Job: Please write out the following material exactly as it appears, line for line.

>> Start

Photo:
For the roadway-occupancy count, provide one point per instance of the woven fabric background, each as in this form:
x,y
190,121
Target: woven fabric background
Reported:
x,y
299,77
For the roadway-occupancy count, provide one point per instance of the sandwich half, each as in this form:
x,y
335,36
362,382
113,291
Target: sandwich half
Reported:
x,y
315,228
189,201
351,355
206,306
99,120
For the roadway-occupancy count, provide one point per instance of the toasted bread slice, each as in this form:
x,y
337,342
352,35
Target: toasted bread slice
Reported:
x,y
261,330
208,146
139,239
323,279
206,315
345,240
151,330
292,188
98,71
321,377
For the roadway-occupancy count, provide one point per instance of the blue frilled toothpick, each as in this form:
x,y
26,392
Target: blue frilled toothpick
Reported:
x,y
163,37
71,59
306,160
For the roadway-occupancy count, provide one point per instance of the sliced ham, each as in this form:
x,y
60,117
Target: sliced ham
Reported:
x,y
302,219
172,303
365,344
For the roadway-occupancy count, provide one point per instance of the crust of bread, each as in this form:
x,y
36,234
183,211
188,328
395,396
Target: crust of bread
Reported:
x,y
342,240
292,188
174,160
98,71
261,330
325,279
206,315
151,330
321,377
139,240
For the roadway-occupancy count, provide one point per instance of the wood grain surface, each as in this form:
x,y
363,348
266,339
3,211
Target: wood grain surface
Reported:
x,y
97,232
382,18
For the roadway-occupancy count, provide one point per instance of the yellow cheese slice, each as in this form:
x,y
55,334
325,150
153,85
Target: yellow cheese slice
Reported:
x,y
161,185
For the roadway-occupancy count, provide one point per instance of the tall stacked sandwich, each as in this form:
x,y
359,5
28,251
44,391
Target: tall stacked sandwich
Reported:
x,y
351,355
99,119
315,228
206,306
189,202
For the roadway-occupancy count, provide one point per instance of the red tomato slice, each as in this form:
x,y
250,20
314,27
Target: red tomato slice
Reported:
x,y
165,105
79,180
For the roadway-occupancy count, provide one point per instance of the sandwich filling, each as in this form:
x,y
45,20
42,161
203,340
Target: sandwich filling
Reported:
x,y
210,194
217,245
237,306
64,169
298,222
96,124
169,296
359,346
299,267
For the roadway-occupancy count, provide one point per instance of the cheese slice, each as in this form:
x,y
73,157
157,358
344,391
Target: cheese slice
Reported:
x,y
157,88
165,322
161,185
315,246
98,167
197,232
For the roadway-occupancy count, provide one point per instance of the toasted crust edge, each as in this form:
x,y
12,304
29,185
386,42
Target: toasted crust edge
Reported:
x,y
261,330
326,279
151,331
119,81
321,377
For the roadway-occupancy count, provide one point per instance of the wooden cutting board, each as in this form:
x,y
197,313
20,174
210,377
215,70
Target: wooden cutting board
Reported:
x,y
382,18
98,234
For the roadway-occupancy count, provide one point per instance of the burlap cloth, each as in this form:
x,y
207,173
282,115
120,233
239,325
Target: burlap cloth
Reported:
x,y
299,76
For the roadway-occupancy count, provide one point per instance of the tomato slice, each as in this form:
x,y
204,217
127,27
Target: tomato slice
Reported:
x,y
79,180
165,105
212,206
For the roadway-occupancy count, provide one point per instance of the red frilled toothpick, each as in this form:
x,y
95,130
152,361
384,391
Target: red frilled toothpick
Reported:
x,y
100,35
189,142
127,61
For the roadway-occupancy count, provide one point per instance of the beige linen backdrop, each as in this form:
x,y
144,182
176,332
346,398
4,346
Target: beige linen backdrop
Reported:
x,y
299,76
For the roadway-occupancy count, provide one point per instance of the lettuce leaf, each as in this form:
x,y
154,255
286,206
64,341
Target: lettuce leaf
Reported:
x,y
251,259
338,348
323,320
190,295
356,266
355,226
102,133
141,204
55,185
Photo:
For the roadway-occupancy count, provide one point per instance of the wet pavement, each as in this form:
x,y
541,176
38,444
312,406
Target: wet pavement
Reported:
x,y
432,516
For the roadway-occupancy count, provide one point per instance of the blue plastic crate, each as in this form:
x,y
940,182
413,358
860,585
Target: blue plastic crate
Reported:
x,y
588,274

>> End

Full solution:
Photo:
For the roadway-occupancy count, provide one point per instance of the woven fabric background, each as in this form:
x,y
190,121
Target: woven fabric background
Reported:
x,y
299,77
For the roadway-occupancy count, provide one point per instance of the sandwich half, each as in this form:
x,y
335,36
362,382
113,291
Target: sandwich half
Reported:
x,y
315,228
189,201
351,355
206,306
99,120
For the roadway-occupancy count, provide one point per instance of the toasted bread slice, each as in this form:
x,y
337,342
352,35
Target: toasted bread slice
Reported:
x,y
261,330
208,146
139,239
323,279
206,315
345,240
151,330
292,188
98,71
321,377
For the roadway-occupancy count, provide one point per instance of the blue frilled toothpick, each as in this form:
x,y
26,392
Target: blue frilled toothpick
Reported:
x,y
163,37
71,59
306,160
For the roadway-occupancy count, provide one point per instance of the sliced ham, each as in this form:
x,y
60,117
Target: sliced ham
Reported:
x,y
302,219
172,303
365,344
For the roadway-occupancy count, provide one point per instance of the crust of bread, each as in this form:
x,y
36,234
183,211
188,328
395,396
Target: crust of bread
Reported:
x,y
342,240
292,188
174,160
98,71
261,330
325,279
206,315
151,330
321,377
139,240
For the roadway-occupancy count, provide one point per instance of the wood grain surface, each as in this form:
x,y
363,348
266,339
3,211
Target: wood grain surface
Reported:
x,y
97,232
382,18
For the roadway-occupancy count, provide one point per instance of the yellow cheese slice, each as in this form:
x,y
55,334
325,150
153,85
Target: yellow cheese slice
Reported:
x,y
161,185
For the roadway-occupancy count, provide one point per instance of the tall stacked sandwich, each as in this form:
x,y
359,5
28,251
44,391
Target: tall stacked sandwich
Reported:
x,y
351,355
99,119
315,228
206,306
189,202
For the roadway-occupancy count, provide one point per instance of the red tomato slice, each as in this form:
x,y
250,20
314,27
Target: red tomato slice
Reported:
x,y
165,105
79,180
For the roadway-occupancy count, provide one point per instance of the sandwich filling, each as in this form:
x,y
45,20
42,161
203,340
Target: sandwich filling
Reported:
x,y
210,194
217,245
237,306
64,169
298,222
96,124
169,296
359,346
299,267
For the roadway-occupancy count, provide one point per instance of the cheese slice, each as in this form:
x,y
73,157
157,358
344,391
Target: cheese slice
Reported:
x,y
157,88
165,322
161,185
315,246
98,167
197,232
For the roadway-occupancy count, provide one point per instance of the toasted crust edge, each as in this form:
x,y
12,304
29,185
386,42
Target: toasted crust edge
Reported:
x,y
261,330
326,279
151,331
119,81
321,377
For the roadway-occupancy count, provide one point per instance of the wooden cutting board, each as in this form:
x,y
197,313
20,174
210,377
215,70
Target: wooden cutting board
Reported:
x,y
382,18
98,234
For the roadway-occupancy count, provide one point per instance of the burlap cloth, each as in this form:
x,y
207,173
282,115
120,233
239,325
Target: burlap cloth
Reported:
x,y
299,76
For the roadway-occupancy count, provide one point per instance of the tomato slice, each as in this form:
x,y
204,217
127,27
Target: tomato slice
Reported:
x,y
79,180
165,105
212,206
For the roadway-occupancy count, provide one point per instance of the red frilled toothpick, each as in this form:
x,y
95,130
152,361
384,391
Target: red frilled toothpick
Reported:
x,y
100,35
189,142
127,61
For the roadway-occupancy count, provide one point per instance of the beige linen backdrop, each as in this form:
x,y
144,182
176,332
346,398
4,346
Target: beige linen backdrop
Reported:
x,y
299,76
For the roadway-occupancy count, provide one point per instance of the lettuce leaf, each as in this form:
x,y
154,255
286,206
64,341
Target: lettuce leaf
Reported:
x,y
251,259
338,348
323,320
190,295
356,266
355,226
102,133
141,204
55,185
Photo:
For the roadway-occupancy count, provide one point per instance of the wet pavement, each as in this form:
x,y
541,176
38,444
312,406
Target: wet pavement
Reported:
x,y
432,516
For the roadway-occupancy count, provide one point per instance of the blue plastic crate, each as in this form:
x,y
940,182
413,358
860,585
Target: blue plastic crate
Reported:
x,y
588,274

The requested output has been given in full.